**SET PROBLEM 1**
In the blog post on writing goals, on which day of the week does the blogging about craft take place?
**SET PROBLEM 2**
Quote the blog post on writing goals word for word, between "Today’s topic is" and "as a writer.", inclusive.

===== TEXT BLOCK

Categories for The Writing Craft
Well, after that shamelessly click-bait title, let me go on record right away that I’m not about to tell you what the next million-dollar-idea is and how to write it– sorry. After taking a break over the holidays (“holiday” being a word which here means “any Tuesday on which I don’t have a good idea for a blog post”), I’m back to blogging on Tuesdays about craft, and looking forward to all the good writing discussion to come in the new year on the newly revamped blog!
Today’s topic is one that will make some of you excited and inspired and others of you rebellious and bad-tempered, and that’s fine– we welcome all kinds of writers here, though obviously, any comments which disagree with me will be deleted immediately. I want to talk about the practice of writing down your writing goals and the role of a written goal/task list in helping you move your writing career forward. This sort of planning or “vision-casting” goes against many writers’ strong belief in spontaneity, in trusting to the creative process, but even the most seat-of-your-pants writer should take a moment to consider how a little thought and a written plan of action can mean the difference between stagnation and momentum as a writer.

==========
===== RECORD EXTRACTS

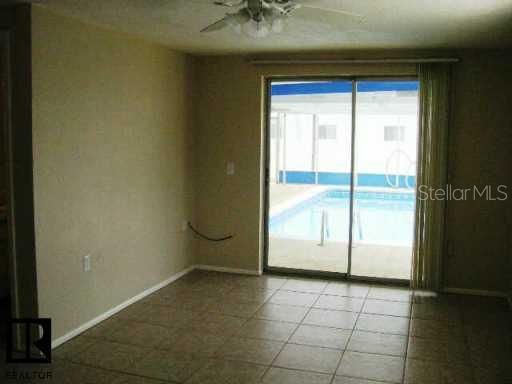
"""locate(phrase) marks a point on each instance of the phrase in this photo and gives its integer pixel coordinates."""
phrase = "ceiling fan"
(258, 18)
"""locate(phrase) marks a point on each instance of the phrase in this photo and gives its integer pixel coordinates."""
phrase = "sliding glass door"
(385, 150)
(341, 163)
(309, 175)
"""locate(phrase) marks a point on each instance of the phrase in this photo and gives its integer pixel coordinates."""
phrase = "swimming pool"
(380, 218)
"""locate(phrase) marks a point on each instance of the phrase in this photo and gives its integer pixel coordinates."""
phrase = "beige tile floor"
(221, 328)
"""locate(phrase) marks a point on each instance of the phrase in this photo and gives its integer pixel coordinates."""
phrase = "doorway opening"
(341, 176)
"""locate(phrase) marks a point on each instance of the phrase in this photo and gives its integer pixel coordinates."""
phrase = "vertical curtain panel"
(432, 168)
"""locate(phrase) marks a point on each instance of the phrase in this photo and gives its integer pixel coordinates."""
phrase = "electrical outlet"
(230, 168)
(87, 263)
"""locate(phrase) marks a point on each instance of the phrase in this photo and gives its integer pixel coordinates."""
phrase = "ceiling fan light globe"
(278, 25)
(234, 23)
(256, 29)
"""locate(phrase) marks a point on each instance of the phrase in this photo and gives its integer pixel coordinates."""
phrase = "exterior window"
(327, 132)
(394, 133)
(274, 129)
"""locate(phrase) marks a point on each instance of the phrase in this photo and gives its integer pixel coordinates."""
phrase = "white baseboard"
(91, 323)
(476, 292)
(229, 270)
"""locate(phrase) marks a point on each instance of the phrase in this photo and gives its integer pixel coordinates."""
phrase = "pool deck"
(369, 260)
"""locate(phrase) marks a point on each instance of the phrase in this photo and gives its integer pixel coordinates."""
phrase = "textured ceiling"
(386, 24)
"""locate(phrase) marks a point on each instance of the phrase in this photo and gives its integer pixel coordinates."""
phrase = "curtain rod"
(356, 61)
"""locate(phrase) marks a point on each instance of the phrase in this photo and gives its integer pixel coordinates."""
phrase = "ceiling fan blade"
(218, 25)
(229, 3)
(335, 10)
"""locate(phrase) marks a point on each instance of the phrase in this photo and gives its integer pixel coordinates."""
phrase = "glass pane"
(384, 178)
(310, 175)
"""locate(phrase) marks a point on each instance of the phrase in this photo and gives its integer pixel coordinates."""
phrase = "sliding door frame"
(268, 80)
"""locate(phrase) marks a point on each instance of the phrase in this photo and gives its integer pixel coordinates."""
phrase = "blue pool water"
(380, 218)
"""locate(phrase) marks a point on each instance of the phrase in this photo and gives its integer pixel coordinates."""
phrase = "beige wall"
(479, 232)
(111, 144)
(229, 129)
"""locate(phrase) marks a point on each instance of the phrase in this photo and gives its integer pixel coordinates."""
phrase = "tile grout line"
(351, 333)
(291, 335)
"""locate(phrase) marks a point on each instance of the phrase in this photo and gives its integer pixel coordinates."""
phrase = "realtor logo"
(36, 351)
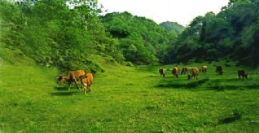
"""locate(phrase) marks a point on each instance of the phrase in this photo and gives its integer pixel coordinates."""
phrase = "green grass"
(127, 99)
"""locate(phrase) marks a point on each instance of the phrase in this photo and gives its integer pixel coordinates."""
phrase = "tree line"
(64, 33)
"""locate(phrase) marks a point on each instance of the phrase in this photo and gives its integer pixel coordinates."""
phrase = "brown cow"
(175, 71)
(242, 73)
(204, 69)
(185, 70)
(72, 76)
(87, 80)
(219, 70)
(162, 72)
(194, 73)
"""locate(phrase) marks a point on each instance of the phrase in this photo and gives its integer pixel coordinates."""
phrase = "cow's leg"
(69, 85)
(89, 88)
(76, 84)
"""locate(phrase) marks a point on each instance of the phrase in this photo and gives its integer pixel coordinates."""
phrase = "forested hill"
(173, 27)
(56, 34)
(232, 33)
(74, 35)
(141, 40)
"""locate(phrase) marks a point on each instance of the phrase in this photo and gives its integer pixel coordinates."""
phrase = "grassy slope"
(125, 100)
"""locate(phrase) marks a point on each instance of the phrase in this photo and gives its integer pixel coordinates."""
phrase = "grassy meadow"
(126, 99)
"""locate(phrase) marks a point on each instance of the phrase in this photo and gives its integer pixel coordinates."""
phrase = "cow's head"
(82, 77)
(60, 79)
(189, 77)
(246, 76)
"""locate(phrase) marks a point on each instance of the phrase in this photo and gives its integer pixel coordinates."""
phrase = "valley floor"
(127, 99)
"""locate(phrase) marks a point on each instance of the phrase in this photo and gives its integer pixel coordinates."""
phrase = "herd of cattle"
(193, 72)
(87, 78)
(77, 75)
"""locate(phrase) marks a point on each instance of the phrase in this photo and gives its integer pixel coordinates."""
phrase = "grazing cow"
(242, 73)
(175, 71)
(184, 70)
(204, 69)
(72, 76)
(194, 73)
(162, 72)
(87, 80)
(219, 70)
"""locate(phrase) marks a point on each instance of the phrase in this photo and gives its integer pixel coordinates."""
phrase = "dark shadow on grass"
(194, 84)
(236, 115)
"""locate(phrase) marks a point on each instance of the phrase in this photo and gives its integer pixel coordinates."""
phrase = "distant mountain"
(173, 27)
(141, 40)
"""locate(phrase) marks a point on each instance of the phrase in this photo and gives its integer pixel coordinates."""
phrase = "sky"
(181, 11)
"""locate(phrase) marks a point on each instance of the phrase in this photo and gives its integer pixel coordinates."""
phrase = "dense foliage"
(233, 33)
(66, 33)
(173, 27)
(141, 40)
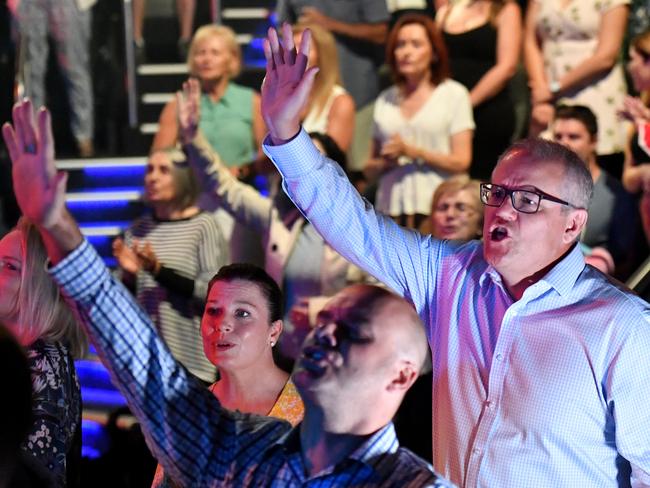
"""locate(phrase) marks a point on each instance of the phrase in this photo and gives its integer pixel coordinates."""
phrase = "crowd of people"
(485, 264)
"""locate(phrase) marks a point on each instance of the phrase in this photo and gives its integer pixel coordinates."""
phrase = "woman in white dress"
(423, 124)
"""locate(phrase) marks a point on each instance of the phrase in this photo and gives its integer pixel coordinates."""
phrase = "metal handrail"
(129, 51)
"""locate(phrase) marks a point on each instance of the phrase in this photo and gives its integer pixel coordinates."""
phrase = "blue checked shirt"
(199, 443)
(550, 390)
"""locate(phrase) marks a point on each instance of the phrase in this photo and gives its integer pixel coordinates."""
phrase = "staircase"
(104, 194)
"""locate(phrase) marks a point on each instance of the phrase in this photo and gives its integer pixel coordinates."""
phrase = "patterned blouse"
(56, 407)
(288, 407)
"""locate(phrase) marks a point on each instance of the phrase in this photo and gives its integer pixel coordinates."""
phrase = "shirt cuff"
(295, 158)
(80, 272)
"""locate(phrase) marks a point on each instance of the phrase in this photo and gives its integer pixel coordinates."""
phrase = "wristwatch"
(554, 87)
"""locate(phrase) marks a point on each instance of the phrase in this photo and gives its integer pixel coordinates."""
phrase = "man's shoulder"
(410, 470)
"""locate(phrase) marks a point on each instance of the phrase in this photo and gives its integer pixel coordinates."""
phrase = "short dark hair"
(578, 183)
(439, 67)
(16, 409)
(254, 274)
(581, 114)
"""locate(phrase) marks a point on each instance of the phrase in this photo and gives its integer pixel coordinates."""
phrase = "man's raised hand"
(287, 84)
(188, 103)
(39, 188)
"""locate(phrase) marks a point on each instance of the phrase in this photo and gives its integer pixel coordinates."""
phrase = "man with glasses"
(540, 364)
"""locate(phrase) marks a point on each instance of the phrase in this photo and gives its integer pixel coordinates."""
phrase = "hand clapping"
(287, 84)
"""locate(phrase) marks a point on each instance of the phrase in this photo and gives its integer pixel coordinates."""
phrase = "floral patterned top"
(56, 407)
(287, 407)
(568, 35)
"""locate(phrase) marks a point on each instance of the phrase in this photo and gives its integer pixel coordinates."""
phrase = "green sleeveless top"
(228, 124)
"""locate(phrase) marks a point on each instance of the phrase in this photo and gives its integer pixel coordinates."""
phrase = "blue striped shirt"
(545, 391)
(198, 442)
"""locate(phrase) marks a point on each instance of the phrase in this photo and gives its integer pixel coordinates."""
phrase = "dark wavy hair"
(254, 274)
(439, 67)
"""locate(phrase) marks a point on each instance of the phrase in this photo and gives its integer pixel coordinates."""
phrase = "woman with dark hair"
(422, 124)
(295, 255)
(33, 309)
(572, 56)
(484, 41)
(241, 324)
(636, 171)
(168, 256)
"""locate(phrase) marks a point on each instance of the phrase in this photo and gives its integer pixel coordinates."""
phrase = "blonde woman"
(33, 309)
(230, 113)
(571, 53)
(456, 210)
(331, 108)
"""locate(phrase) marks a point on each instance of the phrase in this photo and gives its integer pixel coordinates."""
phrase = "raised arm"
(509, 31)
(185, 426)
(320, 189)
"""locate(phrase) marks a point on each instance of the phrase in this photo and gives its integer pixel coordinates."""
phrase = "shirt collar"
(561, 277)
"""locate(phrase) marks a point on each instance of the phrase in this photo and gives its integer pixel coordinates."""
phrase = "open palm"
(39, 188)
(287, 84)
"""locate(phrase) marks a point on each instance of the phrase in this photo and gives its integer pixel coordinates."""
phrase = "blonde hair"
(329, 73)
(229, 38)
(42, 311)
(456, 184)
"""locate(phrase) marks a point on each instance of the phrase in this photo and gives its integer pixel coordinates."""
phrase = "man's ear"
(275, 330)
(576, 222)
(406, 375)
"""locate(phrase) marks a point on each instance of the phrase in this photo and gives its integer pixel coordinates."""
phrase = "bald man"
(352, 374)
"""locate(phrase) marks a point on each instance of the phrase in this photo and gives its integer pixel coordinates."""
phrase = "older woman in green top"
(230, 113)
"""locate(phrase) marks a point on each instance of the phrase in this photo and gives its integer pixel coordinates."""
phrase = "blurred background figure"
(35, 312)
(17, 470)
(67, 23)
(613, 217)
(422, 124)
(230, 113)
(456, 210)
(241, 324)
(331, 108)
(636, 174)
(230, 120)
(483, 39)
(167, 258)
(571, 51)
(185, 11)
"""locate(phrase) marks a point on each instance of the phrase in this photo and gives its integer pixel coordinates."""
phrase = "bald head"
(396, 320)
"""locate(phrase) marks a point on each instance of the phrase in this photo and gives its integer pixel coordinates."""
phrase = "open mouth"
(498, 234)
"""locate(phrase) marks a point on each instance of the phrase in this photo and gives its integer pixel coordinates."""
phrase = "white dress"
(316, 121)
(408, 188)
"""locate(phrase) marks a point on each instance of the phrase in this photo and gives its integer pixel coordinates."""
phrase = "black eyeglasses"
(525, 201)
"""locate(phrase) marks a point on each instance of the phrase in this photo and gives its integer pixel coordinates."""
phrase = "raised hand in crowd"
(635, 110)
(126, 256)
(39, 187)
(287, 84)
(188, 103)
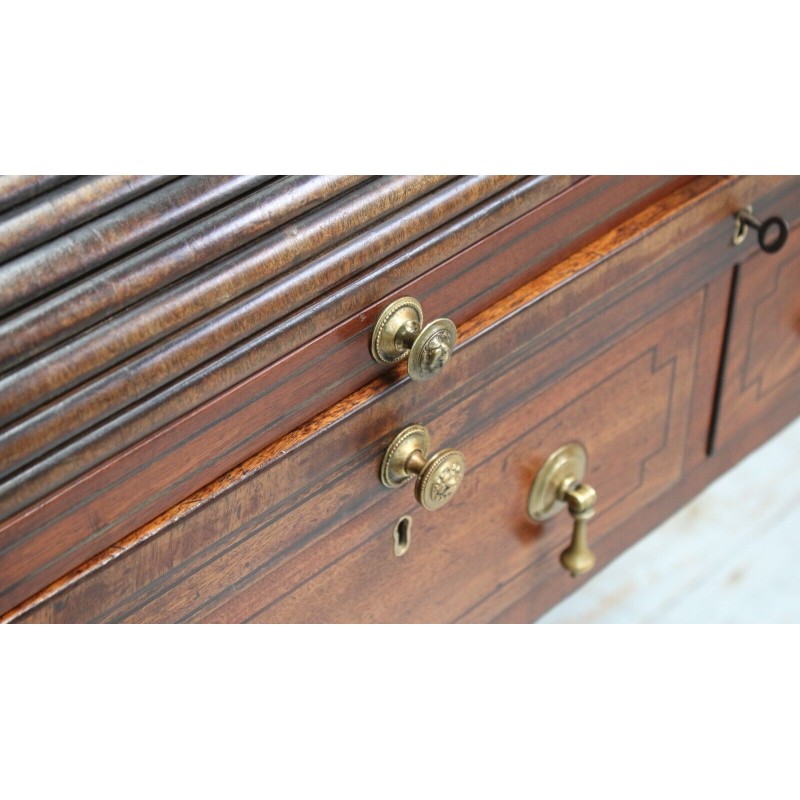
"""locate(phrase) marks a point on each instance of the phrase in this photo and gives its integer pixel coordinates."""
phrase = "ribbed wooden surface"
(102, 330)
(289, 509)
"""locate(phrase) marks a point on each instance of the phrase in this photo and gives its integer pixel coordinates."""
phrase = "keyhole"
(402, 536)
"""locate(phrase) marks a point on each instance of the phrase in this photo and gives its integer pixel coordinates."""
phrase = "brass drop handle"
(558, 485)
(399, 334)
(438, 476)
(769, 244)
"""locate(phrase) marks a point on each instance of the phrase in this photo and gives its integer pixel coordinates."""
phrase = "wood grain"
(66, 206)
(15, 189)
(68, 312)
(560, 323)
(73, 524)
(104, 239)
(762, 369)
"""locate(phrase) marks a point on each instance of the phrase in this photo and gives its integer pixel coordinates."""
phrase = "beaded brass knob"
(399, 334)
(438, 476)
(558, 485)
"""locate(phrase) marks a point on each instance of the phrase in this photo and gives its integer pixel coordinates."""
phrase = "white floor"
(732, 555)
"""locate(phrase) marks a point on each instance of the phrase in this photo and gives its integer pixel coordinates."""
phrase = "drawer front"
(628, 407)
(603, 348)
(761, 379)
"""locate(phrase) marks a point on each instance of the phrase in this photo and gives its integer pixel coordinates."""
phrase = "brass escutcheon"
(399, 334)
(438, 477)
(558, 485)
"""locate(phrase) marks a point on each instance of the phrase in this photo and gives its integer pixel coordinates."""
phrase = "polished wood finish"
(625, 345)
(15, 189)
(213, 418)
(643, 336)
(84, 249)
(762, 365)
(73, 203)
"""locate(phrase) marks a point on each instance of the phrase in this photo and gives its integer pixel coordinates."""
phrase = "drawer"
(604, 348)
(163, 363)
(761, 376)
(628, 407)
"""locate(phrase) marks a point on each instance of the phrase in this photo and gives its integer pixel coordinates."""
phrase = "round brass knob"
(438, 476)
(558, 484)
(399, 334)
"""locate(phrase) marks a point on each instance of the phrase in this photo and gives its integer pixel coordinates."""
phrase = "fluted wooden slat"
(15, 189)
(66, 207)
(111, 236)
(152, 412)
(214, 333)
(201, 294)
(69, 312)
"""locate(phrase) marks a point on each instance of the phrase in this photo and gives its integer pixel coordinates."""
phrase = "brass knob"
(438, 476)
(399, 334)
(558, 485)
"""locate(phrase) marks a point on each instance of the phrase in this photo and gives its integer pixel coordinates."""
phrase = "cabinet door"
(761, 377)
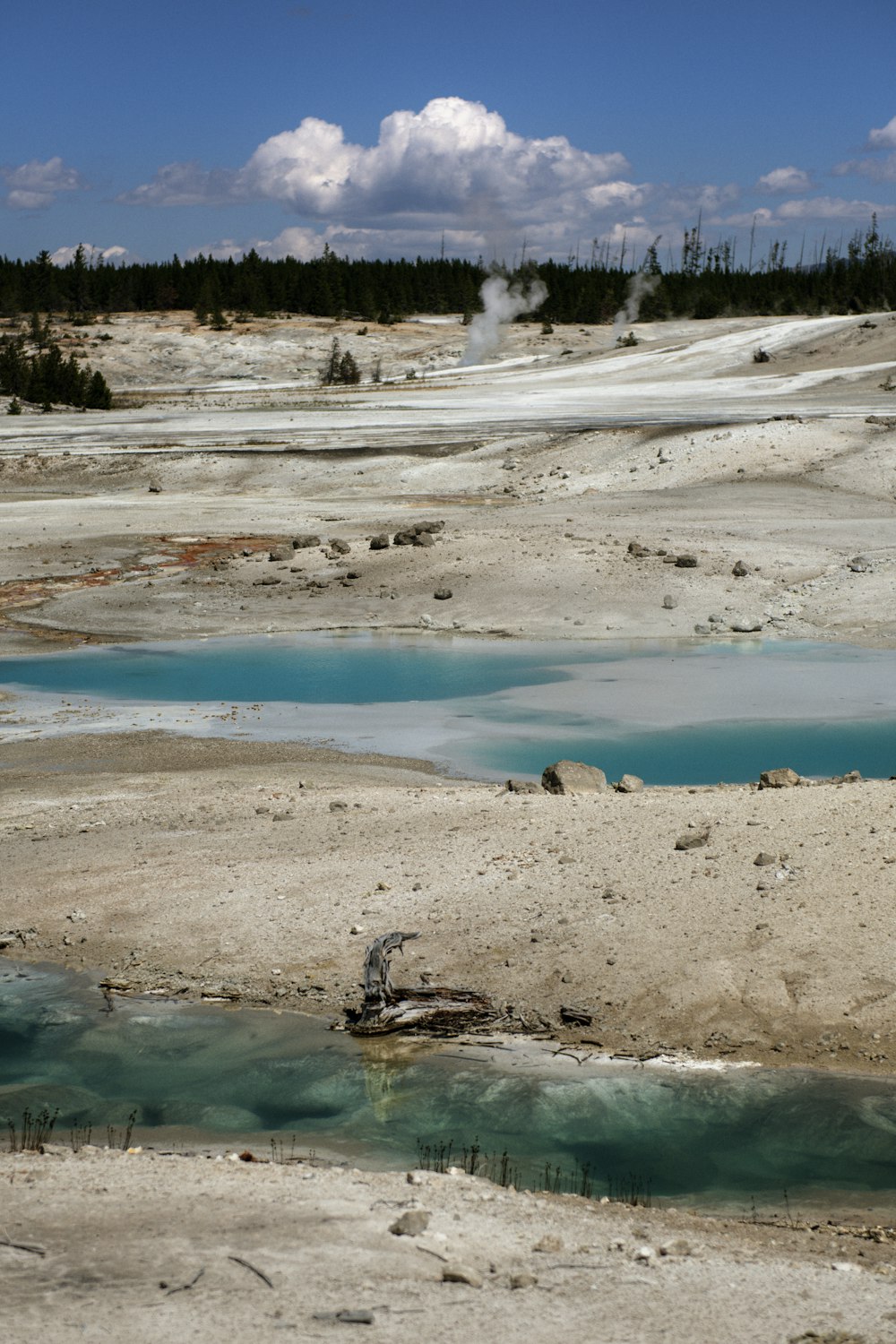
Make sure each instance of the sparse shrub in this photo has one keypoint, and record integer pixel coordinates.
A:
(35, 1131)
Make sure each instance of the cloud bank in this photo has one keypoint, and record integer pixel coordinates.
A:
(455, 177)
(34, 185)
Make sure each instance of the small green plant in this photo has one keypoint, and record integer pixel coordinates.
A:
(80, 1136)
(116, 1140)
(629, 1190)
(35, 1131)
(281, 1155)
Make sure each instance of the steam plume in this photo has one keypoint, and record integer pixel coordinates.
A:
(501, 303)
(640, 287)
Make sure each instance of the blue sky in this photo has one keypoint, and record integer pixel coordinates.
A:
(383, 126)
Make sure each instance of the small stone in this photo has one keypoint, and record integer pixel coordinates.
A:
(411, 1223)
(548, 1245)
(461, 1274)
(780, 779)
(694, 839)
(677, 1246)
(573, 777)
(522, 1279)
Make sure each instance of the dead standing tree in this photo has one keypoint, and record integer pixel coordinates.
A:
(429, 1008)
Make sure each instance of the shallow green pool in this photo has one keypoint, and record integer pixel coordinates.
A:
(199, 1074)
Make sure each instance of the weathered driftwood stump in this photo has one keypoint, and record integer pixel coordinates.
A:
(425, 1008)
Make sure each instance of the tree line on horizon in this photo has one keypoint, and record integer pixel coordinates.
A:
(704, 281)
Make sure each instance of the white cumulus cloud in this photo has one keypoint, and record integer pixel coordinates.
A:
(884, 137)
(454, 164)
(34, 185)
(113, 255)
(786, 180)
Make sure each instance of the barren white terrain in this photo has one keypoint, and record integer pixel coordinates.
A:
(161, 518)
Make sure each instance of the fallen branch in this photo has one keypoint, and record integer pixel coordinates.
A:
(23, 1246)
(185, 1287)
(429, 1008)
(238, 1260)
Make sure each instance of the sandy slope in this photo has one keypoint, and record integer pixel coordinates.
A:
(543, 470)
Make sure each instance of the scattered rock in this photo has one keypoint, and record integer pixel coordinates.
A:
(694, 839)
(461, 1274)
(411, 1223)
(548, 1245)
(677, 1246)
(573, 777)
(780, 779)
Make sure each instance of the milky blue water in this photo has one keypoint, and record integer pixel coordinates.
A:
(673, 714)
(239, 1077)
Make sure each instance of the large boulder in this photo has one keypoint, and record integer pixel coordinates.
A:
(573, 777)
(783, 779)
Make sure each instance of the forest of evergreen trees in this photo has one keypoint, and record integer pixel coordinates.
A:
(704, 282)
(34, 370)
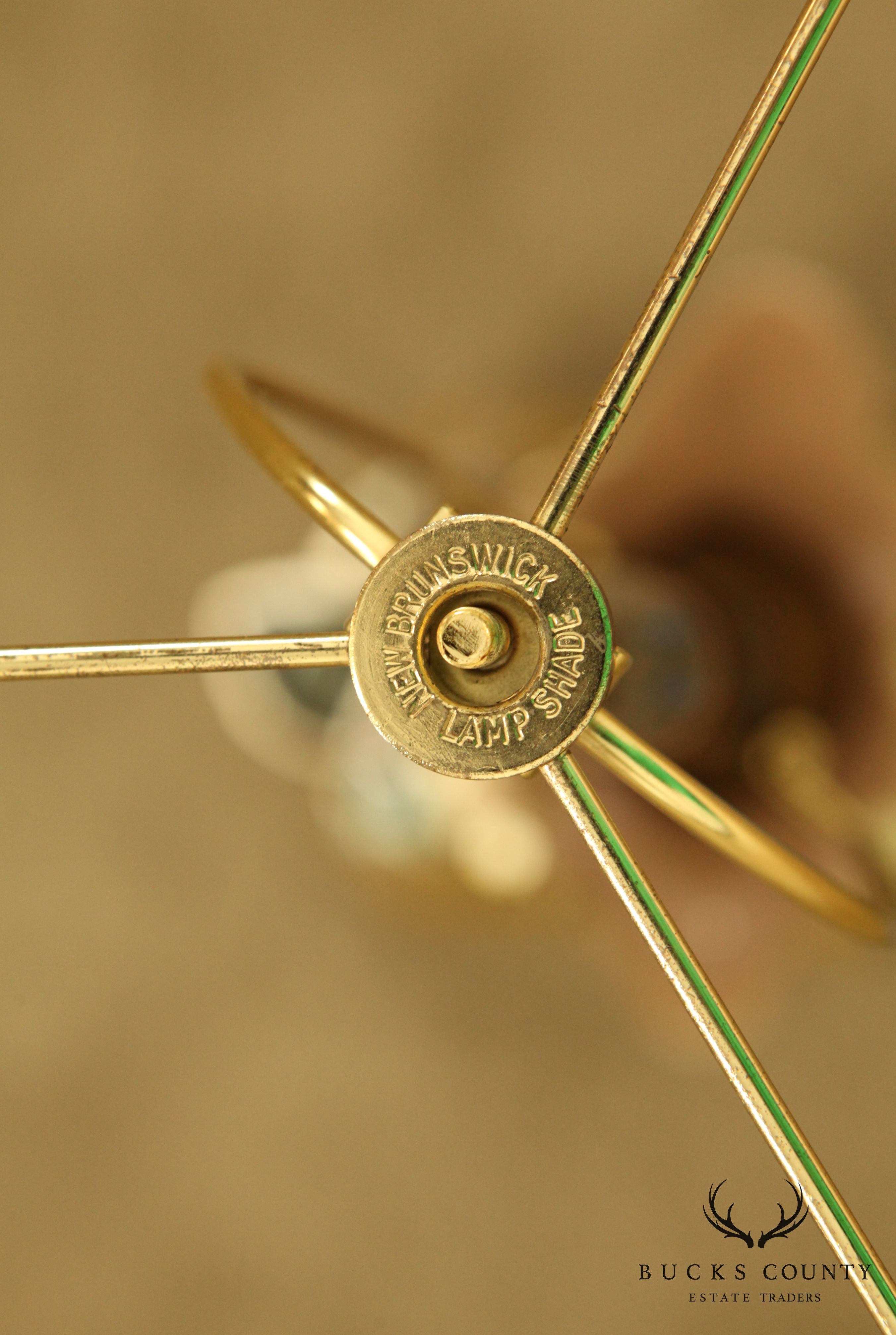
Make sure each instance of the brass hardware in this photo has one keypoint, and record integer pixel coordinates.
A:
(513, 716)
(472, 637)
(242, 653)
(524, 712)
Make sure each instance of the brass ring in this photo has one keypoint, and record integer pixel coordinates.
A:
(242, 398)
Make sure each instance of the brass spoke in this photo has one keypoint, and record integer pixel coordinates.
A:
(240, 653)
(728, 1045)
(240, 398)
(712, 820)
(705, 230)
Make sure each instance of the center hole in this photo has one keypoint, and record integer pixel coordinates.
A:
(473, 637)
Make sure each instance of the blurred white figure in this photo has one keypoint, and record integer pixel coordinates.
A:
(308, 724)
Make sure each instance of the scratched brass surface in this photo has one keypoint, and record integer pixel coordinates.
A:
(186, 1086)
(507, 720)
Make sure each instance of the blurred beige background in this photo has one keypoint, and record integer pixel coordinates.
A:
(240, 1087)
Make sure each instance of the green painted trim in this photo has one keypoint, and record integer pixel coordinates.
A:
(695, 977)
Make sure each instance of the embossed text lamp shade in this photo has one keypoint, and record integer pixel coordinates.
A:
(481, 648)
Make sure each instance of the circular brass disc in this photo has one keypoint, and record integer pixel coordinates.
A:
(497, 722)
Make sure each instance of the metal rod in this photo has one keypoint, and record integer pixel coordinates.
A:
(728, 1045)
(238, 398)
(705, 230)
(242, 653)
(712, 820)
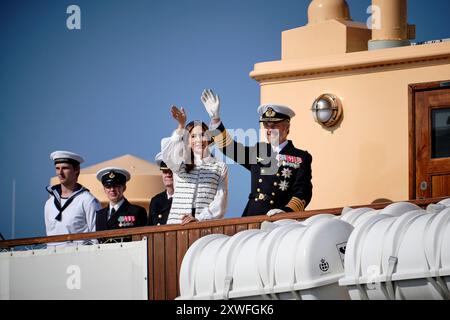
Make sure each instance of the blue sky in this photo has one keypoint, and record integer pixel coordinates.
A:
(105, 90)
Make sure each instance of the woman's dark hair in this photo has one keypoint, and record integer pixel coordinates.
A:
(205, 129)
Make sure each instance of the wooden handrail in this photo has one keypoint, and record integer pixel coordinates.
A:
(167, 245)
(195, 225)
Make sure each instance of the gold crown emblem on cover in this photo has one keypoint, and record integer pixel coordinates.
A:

==========

**RESULT 1**
Tuesdays.

**RESULT 2**
Today’s topic is one that will make some of you excited and inspired and others of you rebellious and bad-tempered, and that’s fine– we welcome all kinds of writers here, though obviously, any comments which disagree with me will be deleted immediately. I want to talk about the practice of writing down your writing goals and the role of a written goal/task list in helping you move your writing career forward. This sort of planning or “vision-casting” goes against many writers’ strong belief in spontaneity, in trusting to the creative process, but even the most seat-of-your-pants writer should take a moment to consider how a little thought and a written plan of action can mean the difference between stagnation and momentum as a writer.